▶ [Dataset rows]:

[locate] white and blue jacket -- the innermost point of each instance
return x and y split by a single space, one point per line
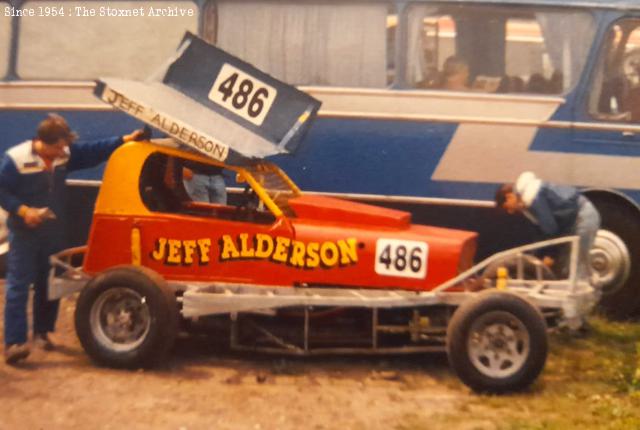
25 179
553 208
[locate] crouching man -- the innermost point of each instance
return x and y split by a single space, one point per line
557 210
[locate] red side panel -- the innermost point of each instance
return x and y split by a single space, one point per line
327 209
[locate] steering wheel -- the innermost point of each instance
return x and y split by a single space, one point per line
248 204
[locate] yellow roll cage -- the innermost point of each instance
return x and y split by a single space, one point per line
120 194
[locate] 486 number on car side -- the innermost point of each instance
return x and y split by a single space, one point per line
405 258
242 94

▶ [Exercise aim]: Retype all of the data above word for word and line for line. Leave the picture out of your copy.

▶ [Task response]:
[locate] white and blue jacket -- the innermost point of each instance
return x and y split by a single space, one point per line
25 179
553 208
[locate] crouching man -- the innermost point of each instance
return x and y split by a single space, one point per line
557 210
[locate] red side panel -- the innermost point of each instance
return x and y split by a single space, one point per line
327 209
[locate] steering wheel -- the innermost point of each instance
return x and y split by a single space, one point per line
248 204
[locate] yellow roll cage -- the innermost point of each instance
return x and y split by a single space, one point per line
120 194
[locate] 486 number on car side -- the innermost point of each instance
return x and y split by a single space, one point per line
405 258
242 94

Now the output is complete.